_TASK PROMPT_
Every line in the entries where "rough" is found should be copied.

------------------------------------------------------------

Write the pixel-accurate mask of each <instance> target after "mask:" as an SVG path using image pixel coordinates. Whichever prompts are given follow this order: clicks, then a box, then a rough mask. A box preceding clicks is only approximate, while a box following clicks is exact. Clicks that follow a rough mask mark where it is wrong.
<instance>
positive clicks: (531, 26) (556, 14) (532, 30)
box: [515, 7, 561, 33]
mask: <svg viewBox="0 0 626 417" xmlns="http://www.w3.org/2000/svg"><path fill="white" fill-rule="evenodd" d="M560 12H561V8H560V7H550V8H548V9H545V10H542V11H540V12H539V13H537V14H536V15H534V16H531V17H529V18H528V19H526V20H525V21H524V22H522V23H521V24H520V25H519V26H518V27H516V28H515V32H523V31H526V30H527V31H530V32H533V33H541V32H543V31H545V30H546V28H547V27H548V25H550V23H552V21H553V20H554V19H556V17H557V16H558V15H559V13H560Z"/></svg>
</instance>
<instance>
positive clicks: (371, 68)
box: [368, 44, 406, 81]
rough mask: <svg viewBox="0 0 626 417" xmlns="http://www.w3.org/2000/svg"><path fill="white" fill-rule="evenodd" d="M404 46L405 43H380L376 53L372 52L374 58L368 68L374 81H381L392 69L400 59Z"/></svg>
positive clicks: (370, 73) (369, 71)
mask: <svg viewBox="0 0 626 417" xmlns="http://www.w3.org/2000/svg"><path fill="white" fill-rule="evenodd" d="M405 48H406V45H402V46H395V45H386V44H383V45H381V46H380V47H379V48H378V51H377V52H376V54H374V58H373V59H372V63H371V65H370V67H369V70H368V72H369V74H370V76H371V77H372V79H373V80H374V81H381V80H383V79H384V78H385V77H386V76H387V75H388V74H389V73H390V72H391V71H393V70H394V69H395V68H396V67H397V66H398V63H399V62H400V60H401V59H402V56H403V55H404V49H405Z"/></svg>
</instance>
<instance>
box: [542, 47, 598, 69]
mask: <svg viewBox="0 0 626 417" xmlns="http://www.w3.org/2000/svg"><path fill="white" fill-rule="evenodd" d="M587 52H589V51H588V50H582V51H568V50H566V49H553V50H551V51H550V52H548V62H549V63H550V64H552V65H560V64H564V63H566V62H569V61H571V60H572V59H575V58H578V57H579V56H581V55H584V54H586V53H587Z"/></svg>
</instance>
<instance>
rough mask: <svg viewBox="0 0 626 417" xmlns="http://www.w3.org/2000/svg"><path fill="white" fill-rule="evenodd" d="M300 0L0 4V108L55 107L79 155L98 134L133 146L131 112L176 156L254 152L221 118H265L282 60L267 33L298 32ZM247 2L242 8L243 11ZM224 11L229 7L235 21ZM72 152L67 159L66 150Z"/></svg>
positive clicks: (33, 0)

------------------------------------------------------------

_TASK ANSWER_
Write the pixel-accurate mask of each <instance> target after "mask:" as an SVG path using image pixel coordinates. Whichever prompts are given follow this order: clicks, then a box, then a rough mask. A box preceding clicks is only approximate, while a box following clicks is exact. Clicks that follow a rough mask mark where it is wrong.
rough mask: <svg viewBox="0 0 626 417" xmlns="http://www.w3.org/2000/svg"><path fill="white" fill-rule="evenodd" d="M404 46L405 43H380L376 53L372 52L374 58L368 68L374 81H381L392 69L400 59Z"/></svg>
rough mask: <svg viewBox="0 0 626 417" xmlns="http://www.w3.org/2000/svg"><path fill="white" fill-rule="evenodd" d="M300 0L0 4V108L55 107L79 155L98 134L133 146L131 112L176 156L254 152L221 118H265L282 60L267 33L298 32ZM247 2L242 8L243 11ZM224 11L229 7L235 21ZM72 152L67 159L66 150Z"/></svg>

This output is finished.